* [Task to carry out]: What is needed here is every entry, retyped exactly.

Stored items
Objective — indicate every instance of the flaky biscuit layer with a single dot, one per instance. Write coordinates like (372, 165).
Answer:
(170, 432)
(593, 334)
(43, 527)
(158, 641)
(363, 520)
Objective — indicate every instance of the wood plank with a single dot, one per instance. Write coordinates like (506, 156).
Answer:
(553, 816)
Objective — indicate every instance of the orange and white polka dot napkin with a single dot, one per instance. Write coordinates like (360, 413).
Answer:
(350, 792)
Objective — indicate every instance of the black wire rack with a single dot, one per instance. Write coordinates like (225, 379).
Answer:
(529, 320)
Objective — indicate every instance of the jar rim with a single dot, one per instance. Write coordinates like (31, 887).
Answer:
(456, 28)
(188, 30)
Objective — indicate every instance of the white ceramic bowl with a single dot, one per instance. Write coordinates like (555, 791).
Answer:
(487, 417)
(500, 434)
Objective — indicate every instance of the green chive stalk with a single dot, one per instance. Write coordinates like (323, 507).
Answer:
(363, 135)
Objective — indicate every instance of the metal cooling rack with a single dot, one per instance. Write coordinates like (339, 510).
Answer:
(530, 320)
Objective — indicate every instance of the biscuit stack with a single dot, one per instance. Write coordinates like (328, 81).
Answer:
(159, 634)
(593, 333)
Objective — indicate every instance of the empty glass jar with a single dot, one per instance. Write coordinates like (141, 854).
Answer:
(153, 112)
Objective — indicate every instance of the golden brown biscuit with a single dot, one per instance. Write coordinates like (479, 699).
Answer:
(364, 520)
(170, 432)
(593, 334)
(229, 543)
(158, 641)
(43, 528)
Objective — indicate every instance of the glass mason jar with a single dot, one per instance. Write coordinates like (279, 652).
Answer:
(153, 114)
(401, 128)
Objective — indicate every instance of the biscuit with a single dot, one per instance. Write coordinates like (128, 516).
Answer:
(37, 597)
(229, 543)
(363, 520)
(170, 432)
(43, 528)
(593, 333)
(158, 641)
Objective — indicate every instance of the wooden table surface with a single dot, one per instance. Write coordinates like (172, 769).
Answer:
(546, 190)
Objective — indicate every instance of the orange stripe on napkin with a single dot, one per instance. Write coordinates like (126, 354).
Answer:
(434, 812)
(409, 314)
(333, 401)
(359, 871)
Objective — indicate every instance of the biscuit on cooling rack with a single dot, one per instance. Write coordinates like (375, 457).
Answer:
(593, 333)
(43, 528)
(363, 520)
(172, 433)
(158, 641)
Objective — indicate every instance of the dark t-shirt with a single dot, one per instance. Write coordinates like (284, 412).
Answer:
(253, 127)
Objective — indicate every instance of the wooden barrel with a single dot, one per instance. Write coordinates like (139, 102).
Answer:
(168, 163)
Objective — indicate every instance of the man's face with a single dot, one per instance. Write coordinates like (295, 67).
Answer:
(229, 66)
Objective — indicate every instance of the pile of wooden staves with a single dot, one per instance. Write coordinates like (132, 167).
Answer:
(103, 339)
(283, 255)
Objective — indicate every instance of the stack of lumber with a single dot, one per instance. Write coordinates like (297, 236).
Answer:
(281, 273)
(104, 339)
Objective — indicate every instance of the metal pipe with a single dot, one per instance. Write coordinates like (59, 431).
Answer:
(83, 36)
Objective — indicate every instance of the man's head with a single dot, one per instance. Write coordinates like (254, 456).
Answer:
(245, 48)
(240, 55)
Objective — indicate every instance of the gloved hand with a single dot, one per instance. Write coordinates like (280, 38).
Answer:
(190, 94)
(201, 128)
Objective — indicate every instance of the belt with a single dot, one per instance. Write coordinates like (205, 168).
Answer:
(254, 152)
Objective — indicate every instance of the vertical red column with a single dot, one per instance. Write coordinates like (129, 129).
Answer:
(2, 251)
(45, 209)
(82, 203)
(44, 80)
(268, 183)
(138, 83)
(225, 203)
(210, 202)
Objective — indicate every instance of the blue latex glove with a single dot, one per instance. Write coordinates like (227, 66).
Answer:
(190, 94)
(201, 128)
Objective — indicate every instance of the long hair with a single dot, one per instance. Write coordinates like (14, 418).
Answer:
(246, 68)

* [Output]:
Objective — indicate every instance of the flaky biscuit layer with a single dot, one per instance. Write coordinates like (372, 165).
Answer:
(170, 432)
(593, 334)
(43, 527)
(158, 641)
(363, 520)
Objective — indicate every instance of the wood plank with a single dot, one per instance. Write coordinates like (506, 156).
Answer:
(553, 816)
Objective — indicate every instance of the orange and white polka dot napkin with a single dot, one per instance. Write coordinates like (360, 413).
Answer:
(350, 792)
Objective — indicate every instance of the black wire rack with a single dot, one per instance. Write coordinates like (225, 379).
Answer:
(529, 320)
Objective — indicate every instance of the jar rim with a single dot, one per instance. Write coordinates like (31, 887).
Answer:
(456, 28)
(188, 30)
Objective — indicate every instance of the white ceramic bowl with a single dot, one per instance. Write coordinates like (555, 791).
Answer:
(487, 417)
(500, 434)
Objective — indicate every instance of the green chive stalk with a single dot, one per instance. Write coordinates like (323, 507).
Answer:
(363, 135)
Objective — indicate every instance of the metal cooling rack with a single dot, one per instance. Write coordinates like (339, 510).
Answer:
(530, 320)
Objective — indicate every instance of the biscuit stack with a single dot, one per instance. Write coordinates like (328, 81).
Answer:
(159, 634)
(593, 333)
Objective — indicate every instance of the empty glass jar with a single dot, one per instance. Write coordinates like (141, 854).
Answer:
(153, 112)
Objective — indicate every instance of the golden brown biscuit with a single dot, one per instance. Write coordinates like (479, 699).
Answer:
(364, 520)
(170, 432)
(593, 334)
(229, 543)
(158, 641)
(43, 528)
Objective — indicate every instance of the glass mason jar with a single dot, one per instance. Write coordinates like (279, 652).
Answer:
(153, 114)
(401, 128)
Objective — indicate every instance of the biscuit with a single dot, one per instance. Write coordinates like (128, 516).
Answer:
(37, 597)
(229, 543)
(363, 520)
(170, 432)
(43, 528)
(593, 333)
(158, 641)
Objective — indicate every instance of the wooden table surface with a single dot, one per instance. Write coordinates like (172, 769).
Answer:
(546, 190)
Objective — indicate every instance of the orange stripe on napkin with a single dot, one per instance. Write coordinates like (126, 354).
Answer:
(434, 812)
(409, 314)
(333, 401)
(359, 871)
Objective — indicate every instance of the biscuit on cooling rack with a single dot, one per instance. Write coordinates like (375, 457).
Answer:
(593, 333)
(43, 528)
(363, 520)
(172, 433)
(158, 641)
Objective — indicate every instance of the dark t-shirt with a single dot, one per instance. Write coordinates like (284, 412).
Answer:
(253, 127)
Objective — indicate every instance of the wooden barrel with a single dot, one per instance. Write coordinates like (139, 102).
Answer:
(168, 163)
Objective — indicate every instance of the man's face with a single dot, one per instance. Write coordinates like (295, 67).
Answer:
(229, 66)
Objective — indicate every instance of the pile of wooden staves with a single dot, one per instance. Write coordinates like (132, 167).
Answer:
(103, 339)
(283, 255)
Objective — indicate every instance of the stack of lumber with a single dot, one per instance. Write coordinates like (297, 236).
Answer:
(281, 273)
(104, 339)
Objective — indicate every instance of the metal pipe with a single dot, one per instance. Write coordinates like (59, 431).
Answer:
(83, 36)
Objective — indicate every instance of the man's head with a single dot, one per instance. Write coordinates like (254, 456).
Answer:
(245, 48)
(240, 55)
Objective — indicate every instance of the gloved hand with a single dot, one per instance. Write coordinates like (280, 38).
Answer:
(190, 94)
(201, 128)
Objective — indicate every instance of the belt with a single dot, one per instance. Write coordinates like (205, 168).
Answer:
(254, 152)
Objective — indicate every instance of the vertical red column with a single dot, one per instance. Write coordinates like (129, 129).
Answer:
(2, 251)
(45, 209)
(82, 203)
(44, 80)
(268, 183)
(138, 83)
(225, 203)
(210, 202)
Objective — indicate every instance of the blue latex glove with a single dot, one per instance. Write coordinates like (227, 66).
Answer:
(190, 94)
(201, 128)
Objective — indicate every instance of the long hair with a single dot, one per instance. Write coordinates like (14, 418).
Answer:
(246, 68)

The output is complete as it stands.